- _À compléter_
A) Résumez l'extrait choisi en deux phrases.
B) Répondez, s'il vous plaît, à ces questions sur l'extrait choisi :
(i) Quel poste occupe le Dr Horacio Arruda ?
(ii) Combien de manifestants se sont rassemblés devant sa résidence ?
(iii) Selon Mme Martel-Perron, comment la personne qui subit ces tactiques d'intimidation les ressent-elle ?

On a pu observer de telles actions au Québec ces derniers mois, en parallèle des manifestations plus modérées et pacifiques : agressions de travailleurs essentiels, incendies criminels de tours cellulaires, « arrestations citoyennes », intimidation allant jusqu’au doxing du Dr Horacio Arruda, le directeur national de santé publique du Québec (partage en ligne de l’adresse et autres informations privées d’une cible), etc.

D’ailleurs, le récent rassemblement d’une quinzaine de manifestants devant la résidence du Dr Arruda constitue un bon exemple d’individus radicalisés qui flirtent avec la criminalité, selon Mme Martel-Perron. « Les personnes qui utilisent ce genre de tactiques d’intimidation savent bien où sont les limites et font attention de ne pas franchir ce qui est autorisé par la loi. Mais pour la personne qui subit les gestes, le ressenti est quand même violent! », relève-t-elle.

- _Entrées du listing_
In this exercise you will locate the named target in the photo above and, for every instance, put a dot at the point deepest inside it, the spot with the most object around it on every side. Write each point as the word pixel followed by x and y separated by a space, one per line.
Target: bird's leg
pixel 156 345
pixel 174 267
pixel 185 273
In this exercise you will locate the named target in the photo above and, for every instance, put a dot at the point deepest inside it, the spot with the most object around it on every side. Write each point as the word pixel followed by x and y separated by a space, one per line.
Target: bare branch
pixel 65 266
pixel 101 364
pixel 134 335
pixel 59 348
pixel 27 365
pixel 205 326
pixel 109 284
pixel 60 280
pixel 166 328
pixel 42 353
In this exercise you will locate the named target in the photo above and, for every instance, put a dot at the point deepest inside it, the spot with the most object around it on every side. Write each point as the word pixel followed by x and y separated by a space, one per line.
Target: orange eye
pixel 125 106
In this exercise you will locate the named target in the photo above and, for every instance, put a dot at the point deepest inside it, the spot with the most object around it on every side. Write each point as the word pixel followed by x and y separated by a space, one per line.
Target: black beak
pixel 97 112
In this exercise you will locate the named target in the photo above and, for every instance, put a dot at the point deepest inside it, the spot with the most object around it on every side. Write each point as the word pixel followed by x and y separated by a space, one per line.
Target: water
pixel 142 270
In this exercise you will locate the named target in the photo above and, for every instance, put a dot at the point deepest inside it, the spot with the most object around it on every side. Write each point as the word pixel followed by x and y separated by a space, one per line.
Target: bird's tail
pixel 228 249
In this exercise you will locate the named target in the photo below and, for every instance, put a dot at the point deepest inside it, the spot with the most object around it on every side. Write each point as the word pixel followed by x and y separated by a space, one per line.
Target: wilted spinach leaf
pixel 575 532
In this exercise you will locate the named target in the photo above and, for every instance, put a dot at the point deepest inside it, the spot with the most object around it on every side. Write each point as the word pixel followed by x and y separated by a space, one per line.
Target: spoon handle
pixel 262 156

---

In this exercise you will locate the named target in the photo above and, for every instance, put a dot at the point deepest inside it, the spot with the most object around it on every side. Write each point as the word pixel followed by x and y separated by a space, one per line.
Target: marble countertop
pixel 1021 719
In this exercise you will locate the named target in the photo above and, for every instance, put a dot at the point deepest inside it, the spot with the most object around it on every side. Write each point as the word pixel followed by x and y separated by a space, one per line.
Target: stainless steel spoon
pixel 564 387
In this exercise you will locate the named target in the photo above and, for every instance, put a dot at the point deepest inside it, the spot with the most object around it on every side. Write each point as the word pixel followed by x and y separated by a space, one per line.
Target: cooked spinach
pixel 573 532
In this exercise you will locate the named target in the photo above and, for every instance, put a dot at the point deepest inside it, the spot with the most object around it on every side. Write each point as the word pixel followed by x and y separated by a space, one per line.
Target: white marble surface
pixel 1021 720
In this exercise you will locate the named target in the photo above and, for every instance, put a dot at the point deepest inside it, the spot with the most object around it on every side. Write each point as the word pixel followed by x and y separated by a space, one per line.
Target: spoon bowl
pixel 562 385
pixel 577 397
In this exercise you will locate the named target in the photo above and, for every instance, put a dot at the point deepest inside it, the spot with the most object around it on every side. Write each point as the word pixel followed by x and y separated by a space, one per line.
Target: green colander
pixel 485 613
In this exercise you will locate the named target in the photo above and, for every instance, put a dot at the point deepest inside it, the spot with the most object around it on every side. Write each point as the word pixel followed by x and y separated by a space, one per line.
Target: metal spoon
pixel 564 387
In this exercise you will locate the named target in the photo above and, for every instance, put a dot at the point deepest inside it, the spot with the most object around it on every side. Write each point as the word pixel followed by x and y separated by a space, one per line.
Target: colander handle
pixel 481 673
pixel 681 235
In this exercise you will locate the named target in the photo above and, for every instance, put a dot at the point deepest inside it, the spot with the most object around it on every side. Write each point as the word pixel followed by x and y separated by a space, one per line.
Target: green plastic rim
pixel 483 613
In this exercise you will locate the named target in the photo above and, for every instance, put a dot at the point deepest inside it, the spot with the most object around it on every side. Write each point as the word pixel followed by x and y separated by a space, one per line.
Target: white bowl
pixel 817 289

- _Les réponses_
A) Ces derniers mois au Québec, en parallèle de manifestations plus modérées et pacifiques, on a observé des agressions de travailleurs essentiels, des incendies criminels de tours cellulaires et de l'intimidation allant jusqu'au doxing du Dr Horacio Arruda. Selon Mme Martel-Perron, le rassemblement d'une quinzaine de manifestants devant la résidence du Dr Arruda montre des individus radicalisés qui flirtent avec la criminalité : ils restent dans les limites de la loi, mais la personne visée ressent ces gestes comme violents.

B)
(i) Directeur national de santé publique du Québec.
(ii) Une quinzaine.
(iii) Elle les ressent comme violentes.